**Assignment**
The answer must be a single number: how many lines of the records below contain "above".

**Provided data**
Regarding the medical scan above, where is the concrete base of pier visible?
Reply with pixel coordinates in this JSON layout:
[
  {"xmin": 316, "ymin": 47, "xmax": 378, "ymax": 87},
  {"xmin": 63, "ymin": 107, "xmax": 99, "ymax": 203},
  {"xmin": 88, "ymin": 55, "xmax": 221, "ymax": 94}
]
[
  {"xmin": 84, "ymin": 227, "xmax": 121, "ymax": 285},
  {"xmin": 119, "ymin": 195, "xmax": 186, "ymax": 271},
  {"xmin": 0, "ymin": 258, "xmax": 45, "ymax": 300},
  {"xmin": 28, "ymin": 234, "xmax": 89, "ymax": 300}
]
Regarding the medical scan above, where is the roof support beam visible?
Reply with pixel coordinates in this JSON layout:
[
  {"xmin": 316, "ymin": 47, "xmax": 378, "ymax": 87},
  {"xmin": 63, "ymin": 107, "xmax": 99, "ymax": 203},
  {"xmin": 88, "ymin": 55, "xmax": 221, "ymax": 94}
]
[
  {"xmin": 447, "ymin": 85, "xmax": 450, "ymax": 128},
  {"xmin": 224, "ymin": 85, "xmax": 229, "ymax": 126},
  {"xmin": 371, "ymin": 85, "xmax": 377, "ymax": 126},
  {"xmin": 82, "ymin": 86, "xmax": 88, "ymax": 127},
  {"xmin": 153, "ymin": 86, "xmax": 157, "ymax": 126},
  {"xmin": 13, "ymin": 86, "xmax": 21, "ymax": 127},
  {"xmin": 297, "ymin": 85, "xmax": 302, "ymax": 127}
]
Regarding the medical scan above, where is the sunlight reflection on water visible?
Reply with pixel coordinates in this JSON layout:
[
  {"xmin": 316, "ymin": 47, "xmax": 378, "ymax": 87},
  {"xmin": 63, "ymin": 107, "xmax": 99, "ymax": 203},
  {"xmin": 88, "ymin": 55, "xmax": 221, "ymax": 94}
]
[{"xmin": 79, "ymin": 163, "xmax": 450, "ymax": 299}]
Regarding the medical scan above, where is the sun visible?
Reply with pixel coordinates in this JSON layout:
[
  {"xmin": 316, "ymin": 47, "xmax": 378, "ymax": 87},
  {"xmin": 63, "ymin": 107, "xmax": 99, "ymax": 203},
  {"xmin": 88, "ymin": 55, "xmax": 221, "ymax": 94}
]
...
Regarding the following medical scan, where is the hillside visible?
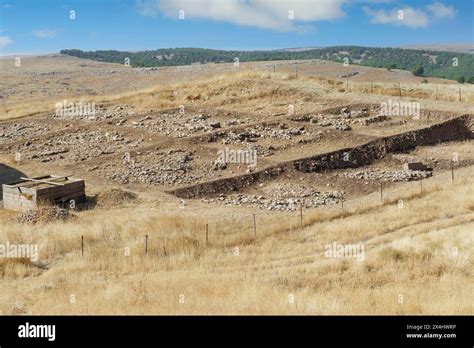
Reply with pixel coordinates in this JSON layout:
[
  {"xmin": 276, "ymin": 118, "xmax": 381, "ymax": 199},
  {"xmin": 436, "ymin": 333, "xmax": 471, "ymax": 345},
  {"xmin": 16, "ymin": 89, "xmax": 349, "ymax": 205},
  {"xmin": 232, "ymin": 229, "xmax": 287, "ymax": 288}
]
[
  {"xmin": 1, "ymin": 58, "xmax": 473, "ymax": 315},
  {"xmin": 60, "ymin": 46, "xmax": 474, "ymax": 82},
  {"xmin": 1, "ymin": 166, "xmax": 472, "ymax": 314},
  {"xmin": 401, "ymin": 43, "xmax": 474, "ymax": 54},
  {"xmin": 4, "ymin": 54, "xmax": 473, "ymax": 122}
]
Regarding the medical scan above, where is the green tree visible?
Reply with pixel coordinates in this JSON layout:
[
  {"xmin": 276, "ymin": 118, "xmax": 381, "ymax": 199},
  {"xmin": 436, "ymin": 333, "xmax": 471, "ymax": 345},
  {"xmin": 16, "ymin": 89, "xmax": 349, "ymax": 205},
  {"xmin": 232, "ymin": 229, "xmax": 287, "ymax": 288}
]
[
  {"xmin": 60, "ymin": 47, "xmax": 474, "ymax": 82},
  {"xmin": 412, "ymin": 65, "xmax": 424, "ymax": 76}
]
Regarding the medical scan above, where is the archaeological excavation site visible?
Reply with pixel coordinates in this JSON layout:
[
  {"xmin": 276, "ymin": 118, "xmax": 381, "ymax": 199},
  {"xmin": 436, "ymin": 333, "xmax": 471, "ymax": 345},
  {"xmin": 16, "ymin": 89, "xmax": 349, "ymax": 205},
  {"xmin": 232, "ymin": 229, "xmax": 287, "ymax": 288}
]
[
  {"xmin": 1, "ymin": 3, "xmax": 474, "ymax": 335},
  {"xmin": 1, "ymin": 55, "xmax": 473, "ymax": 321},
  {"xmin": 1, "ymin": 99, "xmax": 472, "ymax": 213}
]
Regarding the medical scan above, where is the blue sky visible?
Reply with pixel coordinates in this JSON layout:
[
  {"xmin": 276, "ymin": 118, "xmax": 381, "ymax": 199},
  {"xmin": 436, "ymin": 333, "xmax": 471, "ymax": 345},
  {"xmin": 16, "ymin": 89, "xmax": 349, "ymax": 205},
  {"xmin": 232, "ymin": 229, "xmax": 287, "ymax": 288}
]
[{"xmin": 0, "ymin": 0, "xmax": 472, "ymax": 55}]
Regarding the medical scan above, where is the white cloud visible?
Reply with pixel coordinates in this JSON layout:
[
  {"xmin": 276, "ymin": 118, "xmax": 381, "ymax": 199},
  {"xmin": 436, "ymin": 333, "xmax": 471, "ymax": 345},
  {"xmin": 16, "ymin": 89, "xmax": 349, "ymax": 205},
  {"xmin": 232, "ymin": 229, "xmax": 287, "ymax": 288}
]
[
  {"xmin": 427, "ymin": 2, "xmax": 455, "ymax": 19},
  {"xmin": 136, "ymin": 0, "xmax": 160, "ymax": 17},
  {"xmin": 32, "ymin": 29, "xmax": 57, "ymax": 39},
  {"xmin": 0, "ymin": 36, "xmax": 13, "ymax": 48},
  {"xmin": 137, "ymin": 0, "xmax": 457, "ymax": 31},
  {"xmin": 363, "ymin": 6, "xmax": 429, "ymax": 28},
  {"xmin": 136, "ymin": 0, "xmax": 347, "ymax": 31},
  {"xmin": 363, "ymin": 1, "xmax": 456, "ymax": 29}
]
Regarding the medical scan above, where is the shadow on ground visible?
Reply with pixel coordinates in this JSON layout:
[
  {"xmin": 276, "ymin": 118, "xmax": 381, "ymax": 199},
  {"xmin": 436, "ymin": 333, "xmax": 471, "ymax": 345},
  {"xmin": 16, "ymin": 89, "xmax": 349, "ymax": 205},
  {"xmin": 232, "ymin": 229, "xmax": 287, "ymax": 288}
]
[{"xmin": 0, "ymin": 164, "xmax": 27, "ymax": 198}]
---
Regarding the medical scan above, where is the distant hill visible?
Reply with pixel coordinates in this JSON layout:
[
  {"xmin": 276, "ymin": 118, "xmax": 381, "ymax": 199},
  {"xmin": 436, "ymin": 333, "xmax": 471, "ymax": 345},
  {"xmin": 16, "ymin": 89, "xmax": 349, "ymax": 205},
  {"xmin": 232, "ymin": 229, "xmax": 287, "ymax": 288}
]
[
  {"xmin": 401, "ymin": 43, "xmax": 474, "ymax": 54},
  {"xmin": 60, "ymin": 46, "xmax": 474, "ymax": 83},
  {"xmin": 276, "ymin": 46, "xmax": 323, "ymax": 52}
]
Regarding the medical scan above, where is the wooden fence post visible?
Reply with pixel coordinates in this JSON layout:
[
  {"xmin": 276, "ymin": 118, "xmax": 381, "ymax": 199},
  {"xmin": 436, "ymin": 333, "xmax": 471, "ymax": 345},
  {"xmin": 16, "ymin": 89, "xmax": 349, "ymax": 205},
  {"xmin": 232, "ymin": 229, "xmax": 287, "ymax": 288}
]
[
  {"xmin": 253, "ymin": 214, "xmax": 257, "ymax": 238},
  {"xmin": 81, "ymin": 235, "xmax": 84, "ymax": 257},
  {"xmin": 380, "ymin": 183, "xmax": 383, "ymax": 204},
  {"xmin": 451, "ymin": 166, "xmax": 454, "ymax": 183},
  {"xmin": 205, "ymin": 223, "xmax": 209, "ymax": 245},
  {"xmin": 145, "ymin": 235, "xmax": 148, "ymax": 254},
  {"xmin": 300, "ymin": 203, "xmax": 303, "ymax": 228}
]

**Reply**
11